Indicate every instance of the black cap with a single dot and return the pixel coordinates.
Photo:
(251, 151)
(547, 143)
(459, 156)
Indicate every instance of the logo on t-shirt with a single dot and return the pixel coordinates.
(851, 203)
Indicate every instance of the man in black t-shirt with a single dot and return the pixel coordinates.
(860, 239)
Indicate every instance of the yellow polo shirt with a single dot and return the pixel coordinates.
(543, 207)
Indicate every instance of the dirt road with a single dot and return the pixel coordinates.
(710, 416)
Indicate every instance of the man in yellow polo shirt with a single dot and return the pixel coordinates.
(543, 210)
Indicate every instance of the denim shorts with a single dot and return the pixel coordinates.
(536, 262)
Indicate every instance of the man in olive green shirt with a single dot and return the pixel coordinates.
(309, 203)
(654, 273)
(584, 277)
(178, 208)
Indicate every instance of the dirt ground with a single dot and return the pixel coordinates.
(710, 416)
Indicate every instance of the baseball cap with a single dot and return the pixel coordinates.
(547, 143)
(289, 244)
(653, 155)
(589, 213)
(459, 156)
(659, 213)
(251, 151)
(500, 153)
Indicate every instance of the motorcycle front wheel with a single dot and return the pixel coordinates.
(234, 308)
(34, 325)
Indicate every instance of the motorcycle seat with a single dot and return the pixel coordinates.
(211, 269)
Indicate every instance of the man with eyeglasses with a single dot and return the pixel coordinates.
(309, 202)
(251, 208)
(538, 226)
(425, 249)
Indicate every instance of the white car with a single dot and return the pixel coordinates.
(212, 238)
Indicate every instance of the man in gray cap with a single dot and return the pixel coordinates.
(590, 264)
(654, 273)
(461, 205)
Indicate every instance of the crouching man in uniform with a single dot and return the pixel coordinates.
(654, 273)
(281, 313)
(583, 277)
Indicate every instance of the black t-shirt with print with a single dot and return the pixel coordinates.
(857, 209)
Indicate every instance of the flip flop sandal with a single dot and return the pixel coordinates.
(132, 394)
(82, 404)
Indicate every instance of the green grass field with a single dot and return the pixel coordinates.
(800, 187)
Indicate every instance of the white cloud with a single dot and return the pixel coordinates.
____
## [Instructions to follow]
Your answer should consist of the material above, written out word for word.

## [Output of the task]
Indicate every instance of the black cap with a single dot and return the pixel coordinates.
Photo:
(251, 151)
(547, 143)
(459, 156)
Indicate every instance of the logo on t-shirt with a single dot and return the pixel coordinates.
(851, 203)
Indicate every instance of the man in black t-shirt with a single dot and return the pixel coordinates.
(860, 239)
Indicate every instance of the yellow polo shirt with a single dot and return the pixel coordinates.
(543, 207)
Indicate every instance of the dirt road with a single dot and return the pixel coordinates.
(710, 416)
Indicate every instance of the man in yellow polo shirt with a single dot and return the pixel coordinates.
(543, 210)
Indicate every instance of the denim shorts with a single dot and return the pixel coordinates.
(536, 262)
Indicate every instance of the man in olive green shirt with a single dot and return the pixel coordinates.
(309, 203)
(654, 273)
(584, 277)
(178, 208)
Indicate every instance of the dirt ground with a single dot and return the pixel coordinates.
(710, 416)
Indicate every instance of the baseball cap with a single dot and return the pixel coordinates.
(547, 143)
(289, 244)
(653, 155)
(589, 213)
(459, 156)
(659, 213)
(251, 151)
(500, 153)
Indicate every instance of the motorcycle front wheel with a single dot and return the pixel coordinates.
(234, 308)
(34, 325)
Indicate every instance of the motorcycle seat with a single dot and return the pixel coordinates.
(211, 269)
Indicate every instance of the man with eyeglasses with a single dot and return the pixel coordinates.
(309, 202)
(251, 208)
(538, 226)
(425, 249)
Indicate every instance of the white car with a single dot and return the pixel coordinates.
(212, 238)
Indicate every instance of the man in gray cap with a single dot and return the pixel coordinates.
(590, 264)
(654, 273)
(461, 205)
Indicate every instance of the crouching man in uniform with a single dot and return the pixel coordinates.
(654, 273)
(281, 313)
(583, 277)
Indicate every instance of the black t-shirt with print with a single dot and return the pixel coordinates.
(857, 209)
Indicate every instance of the flip flop sandal with a single dot and return the pixel coordinates.
(132, 394)
(82, 404)
Indicate every instance of the green grass field with a single dot and return the pixel coordinates.
(800, 187)
Indicate every instance of the white cloud with a single dot and return the pixel coordinates.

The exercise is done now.